Supplied records:
———
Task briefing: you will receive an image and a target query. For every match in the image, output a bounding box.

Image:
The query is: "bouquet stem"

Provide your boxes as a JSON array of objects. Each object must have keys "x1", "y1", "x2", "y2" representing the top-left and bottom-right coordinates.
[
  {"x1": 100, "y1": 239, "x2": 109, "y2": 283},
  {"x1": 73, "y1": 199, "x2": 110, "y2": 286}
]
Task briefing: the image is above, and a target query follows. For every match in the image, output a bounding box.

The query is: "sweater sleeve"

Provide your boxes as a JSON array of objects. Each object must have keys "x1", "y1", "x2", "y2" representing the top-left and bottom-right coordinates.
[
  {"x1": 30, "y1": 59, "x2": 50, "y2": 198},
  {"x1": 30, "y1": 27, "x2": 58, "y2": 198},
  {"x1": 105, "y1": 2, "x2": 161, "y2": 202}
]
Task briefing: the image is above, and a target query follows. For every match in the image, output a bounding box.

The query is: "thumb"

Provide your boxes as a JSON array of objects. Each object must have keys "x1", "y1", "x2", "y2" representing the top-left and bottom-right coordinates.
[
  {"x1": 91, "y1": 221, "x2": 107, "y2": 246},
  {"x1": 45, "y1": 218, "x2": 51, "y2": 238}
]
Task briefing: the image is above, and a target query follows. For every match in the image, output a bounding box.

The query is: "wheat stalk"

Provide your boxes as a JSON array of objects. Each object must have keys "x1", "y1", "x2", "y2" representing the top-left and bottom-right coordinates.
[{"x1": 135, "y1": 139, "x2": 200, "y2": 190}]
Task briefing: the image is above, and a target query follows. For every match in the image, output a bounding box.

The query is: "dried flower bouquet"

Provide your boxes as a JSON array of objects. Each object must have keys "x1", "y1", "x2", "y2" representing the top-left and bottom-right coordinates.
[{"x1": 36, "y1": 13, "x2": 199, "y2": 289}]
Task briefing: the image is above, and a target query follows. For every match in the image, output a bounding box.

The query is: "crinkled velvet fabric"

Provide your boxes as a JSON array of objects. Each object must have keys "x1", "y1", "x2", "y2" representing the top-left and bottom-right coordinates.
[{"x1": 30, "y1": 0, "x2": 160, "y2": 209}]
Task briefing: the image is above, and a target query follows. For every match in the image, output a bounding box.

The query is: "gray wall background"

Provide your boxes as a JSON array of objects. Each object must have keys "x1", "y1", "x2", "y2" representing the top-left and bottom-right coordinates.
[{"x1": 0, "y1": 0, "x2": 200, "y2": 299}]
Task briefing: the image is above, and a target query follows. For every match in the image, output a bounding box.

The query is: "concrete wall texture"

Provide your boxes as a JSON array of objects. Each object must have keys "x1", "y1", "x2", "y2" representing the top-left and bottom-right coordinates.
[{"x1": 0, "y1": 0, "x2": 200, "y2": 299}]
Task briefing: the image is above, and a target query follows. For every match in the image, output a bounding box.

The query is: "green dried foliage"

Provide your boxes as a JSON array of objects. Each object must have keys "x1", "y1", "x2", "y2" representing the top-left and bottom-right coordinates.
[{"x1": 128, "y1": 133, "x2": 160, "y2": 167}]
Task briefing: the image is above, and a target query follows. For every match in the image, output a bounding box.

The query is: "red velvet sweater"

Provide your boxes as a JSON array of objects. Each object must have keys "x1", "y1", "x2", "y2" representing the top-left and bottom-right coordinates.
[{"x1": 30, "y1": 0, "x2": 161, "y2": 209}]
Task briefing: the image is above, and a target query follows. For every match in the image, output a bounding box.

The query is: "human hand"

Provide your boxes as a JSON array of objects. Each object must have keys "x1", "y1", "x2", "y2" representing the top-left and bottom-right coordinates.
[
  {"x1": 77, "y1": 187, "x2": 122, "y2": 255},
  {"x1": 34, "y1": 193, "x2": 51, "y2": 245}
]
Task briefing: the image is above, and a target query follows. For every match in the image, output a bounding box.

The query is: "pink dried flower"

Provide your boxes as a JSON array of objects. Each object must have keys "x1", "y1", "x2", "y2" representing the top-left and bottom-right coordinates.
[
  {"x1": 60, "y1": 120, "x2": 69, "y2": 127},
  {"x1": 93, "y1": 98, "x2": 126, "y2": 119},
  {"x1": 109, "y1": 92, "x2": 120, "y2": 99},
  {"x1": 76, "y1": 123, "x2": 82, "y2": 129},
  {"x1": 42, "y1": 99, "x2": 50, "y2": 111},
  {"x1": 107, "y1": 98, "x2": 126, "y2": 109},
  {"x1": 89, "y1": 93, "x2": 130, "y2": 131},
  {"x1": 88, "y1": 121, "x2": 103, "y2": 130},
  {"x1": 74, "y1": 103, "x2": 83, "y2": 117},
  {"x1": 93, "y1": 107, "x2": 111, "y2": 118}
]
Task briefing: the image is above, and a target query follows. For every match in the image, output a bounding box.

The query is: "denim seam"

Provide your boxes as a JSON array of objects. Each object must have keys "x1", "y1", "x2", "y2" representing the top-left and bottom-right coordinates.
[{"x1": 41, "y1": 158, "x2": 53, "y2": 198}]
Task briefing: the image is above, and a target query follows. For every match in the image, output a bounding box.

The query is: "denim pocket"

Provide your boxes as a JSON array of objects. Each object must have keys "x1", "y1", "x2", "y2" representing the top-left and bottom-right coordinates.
———
Type out the material again, matching every line.

Response area:
Task briefing: you will receive an image and a target query. For every match in the image, output a bounding box.

Image:
The query is: "bouquet stem"

Provide your boxes as a JSON array of objects. Each object must have keys "x1", "y1", "x2", "y2" representing the top-left and bottom-right coordinates.
[
  {"x1": 100, "y1": 239, "x2": 109, "y2": 283},
  {"x1": 73, "y1": 199, "x2": 110, "y2": 286}
]
Task briefing: the image is above, and a target query follows. For every match in the image, output a bounding box.

The query is: "sweater sleeve"

Provide your boxes as a JSON array of objects. Each object must have keys "x1", "y1", "x2", "y2" representing the top-left and bottom-right coordinates.
[
  {"x1": 30, "y1": 59, "x2": 50, "y2": 198},
  {"x1": 30, "y1": 27, "x2": 58, "y2": 198},
  {"x1": 105, "y1": 2, "x2": 161, "y2": 202}
]
Task briefing: the image is above, and a target query follows. For every match in the image, output a bounding box.

The query is: "thumb"

Provide your boxes as a JSON array of objects. Each object must have keys "x1", "y1", "x2", "y2" representing the top-left and bottom-right coordinates.
[
  {"x1": 91, "y1": 221, "x2": 107, "y2": 246},
  {"x1": 45, "y1": 218, "x2": 51, "y2": 238}
]
Task briefing: the image is above, and a target query follows. For every match in the image, output a bounding box.

The query is: "wheat stalk"

Provide your boxes as a JSON array of objects. Each object must have keys "x1", "y1", "x2", "y2" representing the top-left and bottom-right coordinates.
[{"x1": 135, "y1": 139, "x2": 200, "y2": 190}]
Task briefing: the image is above, and a target query follows. For every match in the image, output a bounding box.

The query is: "dried flower bouquet"

Provide your boxes as a JSON array of objects. Each object must have keys "x1", "y1", "x2", "y2" representing the top-left and bottom-right coordinates.
[{"x1": 36, "y1": 13, "x2": 199, "y2": 289}]
Task briefing: the image is above, and a target query follows. For every match in the image, output a bounding box.

The query is: "crinkled velvet fabric"

Provide your boxes as a JSON array of objects. Each object must have keys "x1", "y1", "x2", "y2" representing the top-left and bottom-right coordinates.
[{"x1": 30, "y1": 0, "x2": 160, "y2": 209}]
Task briefing: the image is above, and a target query follows. For every match in the image, output a bounding box.

The query is: "gray wall background"

Provide your boxes as a JSON array of objects. Each object must have keys "x1", "y1", "x2", "y2" representing the top-left and bottom-right coordinates.
[{"x1": 0, "y1": 0, "x2": 200, "y2": 299}]
Task briefing: the image is above, and a target query follows. For every match in the image, output a bounding box.

The query is: "concrete wall texture"

Provide your boxes as a JSON array of objects. Each object must have keys "x1", "y1", "x2", "y2" representing the top-left and bottom-right coordinates.
[{"x1": 0, "y1": 0, "x2": 200, "y2": 299}]
Task briefing: the image is above, and a target query follows. For every match in the image, output a bounding box.

The query is: "green dried foliage"

Provide your boxes as a JSON array of objects. Each object must have keys "x1", "y1", "x2", "y2" representing the top-left and bottom-right coordinates.
[{"x1": 128, "y1": 133, "x2": 160, "y2": 167}]
Task briefing: the image is above, and a target query follows. For every match in the image, output a bounding box.

The query is: "red velvet sweater"

Provide your boxes as a JSON array of objects. Each object must have keys "x1", "y1", "x2", "y2" representing the top-left and bottom-right coordinates.
[{"x1": 30, "y1": 0, "x2": 161, "y2": 209}]
Task briefing: the image is above, and a target query follows. For every match in the image, output a bounding box.

The query is: "human hand"

Provide your boxes as a JSON array of objects. Each object must have keys "x1", "y1", "x2", "y2" representing the top-left and bottom-right coordinates.
[
  {"x1": 77, "y1": 187, "x2": 122, "y2": 255},
  {"x1": 34, "y1": 193, "x2": 51, "y2": 245}
]
Task briefing: the image is above, and a target query follows. For every match in the image, output a bounding box.

The query is: "pink dried flower"

Provide your boxes as a JSON array of objects. Each object must have keys "x1", "y1", "x2", "y2" representing the top-left and bottom-right coordinates.
[
  {"x1": 60, "y1": 120, "x2": 69, "y2": 127},
  {"x1": 93, "y1": 98, "x2": 126, "y2": 119},
  {"x1": 109, "y1": 92, "x2": 120, "y2": 99},
  {"x1": 76, "y1": 123, "x2": 82, "y2": 129},
  {"x1": 42, "y1": 99, "x2": 50, "y2": 111},
  {"x1": 107, "y1": 98, "x2": 126, "y2": 109},
  {"x1": 89, "y1": 93, "x2": 130, "y2": 131},
  {"x1": 88, "y1": 121, "x2": 103, "y2": 130},
  {"x1": 74, "y1": 103, "x2": 83, "y2": 117},
  {"x1": 93, "y1": 107, "x2": 111, "y2": 118}
]
Task briefing: the image is above, and a target query follows. For every match in the image, output a bounding box.

The query is: "denim seam"

Provide your boxes as a JSON array of objects. Each object must have keys "x1", "y1", "x2", "y2" representing the top-left and bottom-right coordinates.
[{"x1": 41, "y1": 158, "x2": 53, "y2": 198}]
Task briefing: the image is above, and a target query follows. For every match in the image, output a bounding box.

The query is: "denim pocket"

Provide your boxes as a JSON array of objects. Each object must have keys "x1", "y1", "x2", "y2" representing the top-left and bottom-right coordinates.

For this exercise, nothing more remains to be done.